Rescale the entries from the first line through the line containing "[52, 26, 60, 35]", inclusive, by rewriting each of those lines, requests included. Multiply every bounding-box coordinate in the answers by 1.25 and round to whole numbers, with halves rounding up.

* _DATASET_
%%

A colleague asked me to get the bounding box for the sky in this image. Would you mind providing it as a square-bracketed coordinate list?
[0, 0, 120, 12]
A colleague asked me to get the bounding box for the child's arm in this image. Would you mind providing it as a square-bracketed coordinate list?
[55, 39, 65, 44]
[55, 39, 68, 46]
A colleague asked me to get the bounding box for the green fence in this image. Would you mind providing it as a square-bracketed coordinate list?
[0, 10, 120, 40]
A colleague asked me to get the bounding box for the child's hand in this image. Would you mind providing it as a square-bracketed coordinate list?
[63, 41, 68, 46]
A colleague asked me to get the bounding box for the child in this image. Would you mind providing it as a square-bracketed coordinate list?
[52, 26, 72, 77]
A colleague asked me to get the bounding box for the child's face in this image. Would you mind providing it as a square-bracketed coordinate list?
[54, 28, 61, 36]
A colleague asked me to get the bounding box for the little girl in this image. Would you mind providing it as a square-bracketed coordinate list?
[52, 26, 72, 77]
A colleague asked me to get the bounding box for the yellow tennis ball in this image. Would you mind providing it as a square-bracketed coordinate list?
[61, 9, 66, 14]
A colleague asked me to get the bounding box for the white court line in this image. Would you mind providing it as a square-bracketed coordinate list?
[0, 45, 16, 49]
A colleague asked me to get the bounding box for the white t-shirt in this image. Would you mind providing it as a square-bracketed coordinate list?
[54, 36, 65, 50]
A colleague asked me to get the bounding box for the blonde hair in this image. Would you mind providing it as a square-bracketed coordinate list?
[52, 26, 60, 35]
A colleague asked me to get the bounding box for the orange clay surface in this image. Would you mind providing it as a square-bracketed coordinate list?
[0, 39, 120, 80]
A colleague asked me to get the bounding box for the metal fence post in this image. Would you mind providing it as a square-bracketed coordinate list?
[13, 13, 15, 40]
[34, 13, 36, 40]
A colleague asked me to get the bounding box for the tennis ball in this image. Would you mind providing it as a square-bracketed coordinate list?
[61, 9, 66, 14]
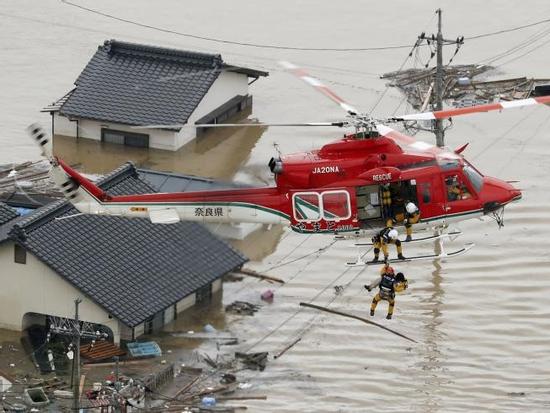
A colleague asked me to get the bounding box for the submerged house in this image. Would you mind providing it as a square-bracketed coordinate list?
[0, 164, 247, 342]
[42, 40, 268, 151]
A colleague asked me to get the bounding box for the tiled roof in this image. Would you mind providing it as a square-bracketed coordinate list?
[0, 202, 22, 244]
[60, 40, 229, 129]
[10, 164, 247, 327]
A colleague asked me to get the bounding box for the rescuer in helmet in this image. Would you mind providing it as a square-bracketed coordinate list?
[365, 261, 408, 320]
[372, 226, 405, 262]
[445, 175, 462, 201]
[405, 201, 420, 241]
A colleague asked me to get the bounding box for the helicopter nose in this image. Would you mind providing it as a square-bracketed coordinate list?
[481, 177, 521, 213]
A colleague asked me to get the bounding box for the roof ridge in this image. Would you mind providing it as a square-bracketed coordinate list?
[9, 199, 73, 241]
[95, 161, 137, 190]
[0, 202, 21, 226]
[103, 39, 223, 67]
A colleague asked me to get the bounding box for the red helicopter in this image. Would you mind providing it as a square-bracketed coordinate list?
[29, 63, 550, 264]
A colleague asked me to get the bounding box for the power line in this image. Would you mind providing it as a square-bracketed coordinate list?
[465, 19, 550, 40]
[61, 0, 550, 52]
[61, 0, 411, 52]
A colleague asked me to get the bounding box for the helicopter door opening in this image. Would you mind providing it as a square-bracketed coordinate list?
[355, 185, 382, 228]
[380, 179, 420, 225]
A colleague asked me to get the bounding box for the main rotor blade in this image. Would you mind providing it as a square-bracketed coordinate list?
[131, 122, 348, 129]
[130, 123, 187, 129]
[390, 96, 550, 121]
[279, 61, 359, 115]
[195, 122, 345, 128]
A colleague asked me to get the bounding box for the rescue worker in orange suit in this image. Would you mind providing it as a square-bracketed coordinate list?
[365, 261, 408, 320]
[372, 227, 405, 262]
[445, 176, 462, 201]
[405, 201, 420, 241]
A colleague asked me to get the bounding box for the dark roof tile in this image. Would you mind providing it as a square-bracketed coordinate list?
[60, 40, 224, 129]
[10, 164, 247, 327]
[0, 202, 19, 225]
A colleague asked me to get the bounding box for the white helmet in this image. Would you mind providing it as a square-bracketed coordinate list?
[405, 202, 418, 214]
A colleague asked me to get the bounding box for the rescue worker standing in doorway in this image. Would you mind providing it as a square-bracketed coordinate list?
[405, 201, 420, 241]
[382, 184, 392, 222]
[372, 227, 405, 262]
[365, 261, 408, 320]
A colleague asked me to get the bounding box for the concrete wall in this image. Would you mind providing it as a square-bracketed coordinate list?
[54, 114, 178, 151]
[176, 72, 248, 147]
[54, 72, 248, 151]
[0, 242, 120, 342]
[212, 278, 223, 294]
[176, 294, 197, 314]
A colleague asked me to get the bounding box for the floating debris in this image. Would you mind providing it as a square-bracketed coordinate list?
[235, 351, 269, 371]
[225, 301, 261, 315]
[381, 65, 550, 112]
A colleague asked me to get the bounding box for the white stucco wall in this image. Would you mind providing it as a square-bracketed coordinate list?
[164, 305, 174, 324]
[53, 112, 77, 138]
[54, 72, 248, 151]
[212, 278, 222, 294]
[0, 242, 120, 342]
[176, 294, 197, 314]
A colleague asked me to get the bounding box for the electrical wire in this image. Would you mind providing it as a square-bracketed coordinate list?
[464, 19, 550, 40]
[61, 0, 418, 52]
[61, 0, 550, 52]
[477, 24, 550, 64]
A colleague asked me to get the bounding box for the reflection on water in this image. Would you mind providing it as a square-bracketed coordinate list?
[418, 260, 447, 413]
[53, 111, 269, 179]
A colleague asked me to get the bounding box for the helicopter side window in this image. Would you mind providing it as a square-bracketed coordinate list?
[463, 165, 483, 193]
[321, 191, 351, 221]
[445, 175, 472, 201]
[292, 192, 321, 222]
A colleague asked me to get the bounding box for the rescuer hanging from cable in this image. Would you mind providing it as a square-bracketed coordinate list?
[364, 261, 408, 320]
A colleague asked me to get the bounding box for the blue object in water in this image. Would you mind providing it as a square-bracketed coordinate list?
[126, 341, 162, 357]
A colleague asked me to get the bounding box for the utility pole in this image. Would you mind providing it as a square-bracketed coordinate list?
[73, 298, 82, 412]
[434, 9, 445, 148]
[48, 298, 108, 412]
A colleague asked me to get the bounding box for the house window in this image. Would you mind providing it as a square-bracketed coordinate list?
[13, 244, 27, 264]
[101, 128, 149, 148]
[196, 284, 212, 304]
[143, 317, 153, 334]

%%

* _SOLUTION TO THE EXERCISE_
A colleague asked me to get the bounding box for the sky in this image. Would you mind providing it as a square-bracketed coordinate list?
[0, 0, 150, 15]
A colleague asked me to get the bounding box for the child's arm in this image. Would you mind providing it as a square-bracketed coordinate list?
[69, 49, 81, 55]
[69, 49, 85, 58]
A colleague asked me to get the bounding box for the green fence in this image. Would you mind providing it as a square-bracketed coordinate list?
[0, 13, 150, 50]
A colleague asked me to get the bounding box for the child's hand in this image. Would you mind providing it as a square-bracketed coordinate list?
[79, 51, 85, 58]
A colleague asked me to get the bounding box for the child in this image. Would you mind providing it as a square-bracketed coordinate list?
[65, 33, 90, 96]
A colleague asked me to get the bounding box for the child's face in this image. Would you mind providing it as a square-bracketed coordinate list?
[68, 35, 76, 45]
A colleague asked me to get the bounding box for the little girl in this image. Would you mind providing it as a square-bracketed coordinate list?
[65, 33, 90, 96]
A colleague asked me to get the bounding box for the yellow tennis ball in this image. Would you mind providing it as a square-bracketed coordinate list?
[76, 11, 83, 18]
A colleague asked me to get the bounding box for the white court line in this image. Would you mind providing it as a square-bracketed coordinate list?
[0, 56, 20, 61]
A colleague asked me to get the bounding box for the white t-shirt in this image. Would you mind providing it as a square-bracketed coordinate list?
[68, 45, 81, 63]
A colleague asked me to get the bounding box for the blonde hair in this image. Would you mind providing it as a square-bracketed coordinate list?
[65, 33, 75, 44]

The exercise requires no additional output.